PAGE TEXT:
Fire officials estimated 10,000 people were under orders to evacuate. Among them were residents of the Oakridge Mobile Home Park, where about 500 trailers were lost to the flames. Many had housed senior citizens.

At an evacuation center, Lucretia Romero, 65, wore a string of pearls and clutched the purse and jacket she snatched as firefighters shouted at them to flee hours earlier.

Her daughter, Alisa, 42, wore a bloodstained shirt and pants. A helicopter dropping water on their home caused the entryway ceiling to collapse. Debris scratched her forehead and gave her a black eye.

They were optimistic that their home of 30 years survived because firefighters were there when they left. But the family cat, Doris, was missing.

Lucretia Romero said she saw smoke above the hills beyond the front door and then, within an hour, saw that a canyon across from her home was red with flame.

"They would drop water, the water would squash the flames and then two minutes later the flames would come back," she said.

Firefighters soon banged on the door and gave them 10 minutes to evacuate.

Flames swept across the park and scorched cypress trees, Ruda said. Firefighters had to flee, grabbing some residents and leaving hoses melted into the concrete.

DATA LISTING:

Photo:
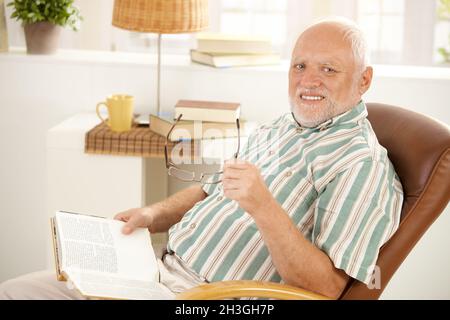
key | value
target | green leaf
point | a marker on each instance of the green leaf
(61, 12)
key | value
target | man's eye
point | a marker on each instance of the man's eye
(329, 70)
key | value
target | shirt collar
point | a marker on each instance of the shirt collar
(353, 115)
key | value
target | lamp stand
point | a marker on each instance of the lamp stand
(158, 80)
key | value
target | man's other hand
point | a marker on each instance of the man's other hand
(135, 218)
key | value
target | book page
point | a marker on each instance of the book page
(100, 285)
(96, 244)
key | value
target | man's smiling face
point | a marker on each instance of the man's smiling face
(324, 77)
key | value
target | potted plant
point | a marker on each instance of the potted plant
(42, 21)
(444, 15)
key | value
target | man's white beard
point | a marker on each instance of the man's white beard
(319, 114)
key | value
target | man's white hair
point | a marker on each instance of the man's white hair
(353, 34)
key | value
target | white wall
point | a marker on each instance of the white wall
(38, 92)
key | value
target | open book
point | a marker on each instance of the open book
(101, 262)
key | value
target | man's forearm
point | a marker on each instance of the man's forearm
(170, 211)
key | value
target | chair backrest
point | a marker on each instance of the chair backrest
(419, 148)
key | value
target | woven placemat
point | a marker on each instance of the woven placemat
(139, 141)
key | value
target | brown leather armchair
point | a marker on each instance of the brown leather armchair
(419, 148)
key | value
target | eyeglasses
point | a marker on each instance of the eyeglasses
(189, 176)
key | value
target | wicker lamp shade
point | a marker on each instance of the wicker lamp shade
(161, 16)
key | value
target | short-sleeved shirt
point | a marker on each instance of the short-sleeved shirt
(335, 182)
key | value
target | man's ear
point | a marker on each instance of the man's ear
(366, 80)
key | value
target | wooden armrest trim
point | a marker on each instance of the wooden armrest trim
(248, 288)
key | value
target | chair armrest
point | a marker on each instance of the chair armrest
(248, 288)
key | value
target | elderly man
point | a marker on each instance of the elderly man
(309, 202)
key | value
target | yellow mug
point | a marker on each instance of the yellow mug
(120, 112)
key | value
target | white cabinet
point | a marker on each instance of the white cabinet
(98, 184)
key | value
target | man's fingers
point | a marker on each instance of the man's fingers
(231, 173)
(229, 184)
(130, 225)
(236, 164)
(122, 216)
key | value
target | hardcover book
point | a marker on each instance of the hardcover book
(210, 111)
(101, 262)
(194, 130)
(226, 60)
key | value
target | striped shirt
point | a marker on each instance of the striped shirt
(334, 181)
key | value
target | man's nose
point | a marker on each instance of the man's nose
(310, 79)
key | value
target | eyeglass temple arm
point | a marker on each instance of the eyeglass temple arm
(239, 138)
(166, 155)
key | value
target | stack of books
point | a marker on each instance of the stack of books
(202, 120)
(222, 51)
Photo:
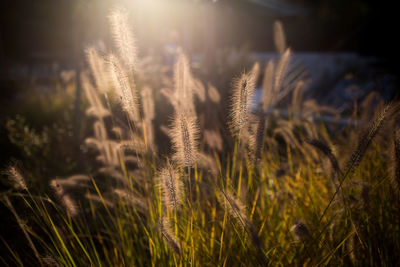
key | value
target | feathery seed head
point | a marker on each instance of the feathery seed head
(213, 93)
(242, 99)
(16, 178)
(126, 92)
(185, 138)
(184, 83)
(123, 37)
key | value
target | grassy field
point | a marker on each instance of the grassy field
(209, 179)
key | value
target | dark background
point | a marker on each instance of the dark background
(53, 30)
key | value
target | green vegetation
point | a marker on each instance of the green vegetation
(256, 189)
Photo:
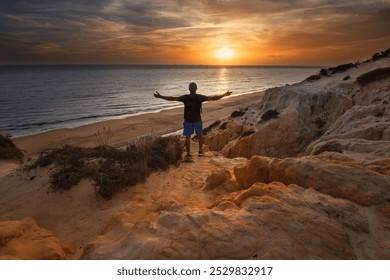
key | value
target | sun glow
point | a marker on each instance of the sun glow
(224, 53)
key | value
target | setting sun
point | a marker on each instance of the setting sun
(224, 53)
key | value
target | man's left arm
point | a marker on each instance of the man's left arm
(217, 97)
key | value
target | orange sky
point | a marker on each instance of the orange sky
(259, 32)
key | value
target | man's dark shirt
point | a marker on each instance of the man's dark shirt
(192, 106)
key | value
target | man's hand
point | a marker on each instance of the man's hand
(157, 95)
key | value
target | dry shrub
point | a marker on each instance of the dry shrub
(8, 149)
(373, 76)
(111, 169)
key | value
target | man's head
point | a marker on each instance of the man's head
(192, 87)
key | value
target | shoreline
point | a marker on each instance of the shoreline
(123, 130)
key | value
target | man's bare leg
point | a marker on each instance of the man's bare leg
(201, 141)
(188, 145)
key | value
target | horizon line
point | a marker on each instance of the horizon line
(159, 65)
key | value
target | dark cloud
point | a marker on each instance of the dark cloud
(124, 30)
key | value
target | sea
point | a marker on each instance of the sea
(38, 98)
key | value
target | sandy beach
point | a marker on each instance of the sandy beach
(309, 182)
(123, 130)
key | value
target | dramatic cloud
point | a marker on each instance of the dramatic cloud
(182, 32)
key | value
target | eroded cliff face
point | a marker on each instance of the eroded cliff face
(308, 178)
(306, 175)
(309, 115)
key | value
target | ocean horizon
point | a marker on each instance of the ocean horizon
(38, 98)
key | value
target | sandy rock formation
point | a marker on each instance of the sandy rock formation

ACTION ITEM:
Write the next part of the wildfire evacuation story, picking up right after its last sentence.

RESULT OF THE EXERCISE:
Ruda produced a burned U.S. flag on a broken stick as a sign of hope and bravery for firefighters. "The home that this flag was flying from is gone," he said.

The Santa Anas - dry winds that typically blow through Southern California between October and February - tossed embers ahead of flames, jumping two interstate highways and sparking new flare-ups.

Walls of flame raced up ridge lines covered in sun-baked brush and surrounded high-power transmission line towers.

Mayor Antonio Villaraigosa said power lines were down in places, and he asked residents to conserve power to help avoid possible blackouts.

Shortly after midnight, fire burned to the edge of the Olive View-UCLA Medical Center campus, knocking out power and forcing officials to evacuate two dozen critical patients.

For residents of Sylmar, at the edge of the Angeles National Forest beneath the San Gabriel Mountains, the fire underscored the hazards that come with living close to nature when the dangerous winds fan catastrophic blazes. Residents of a nearby trailer park lost their homes in a fire a month ago.

"Near-hurricane winds made it very difficult for firefighters," Los Angeles Deputy Fire Chief Mario Rueda said. "When they arrived (at the scene), it was very well developed into the forest."

The shifting winds caused the fire to move uphill toward the San Gabriel Mountains, downhill toward homes and sometimes skip across canyons. It also jumped across Interstate 5 and 210, forcing the California Highway Patrol to shut down portions of both freeways and some connecting roads.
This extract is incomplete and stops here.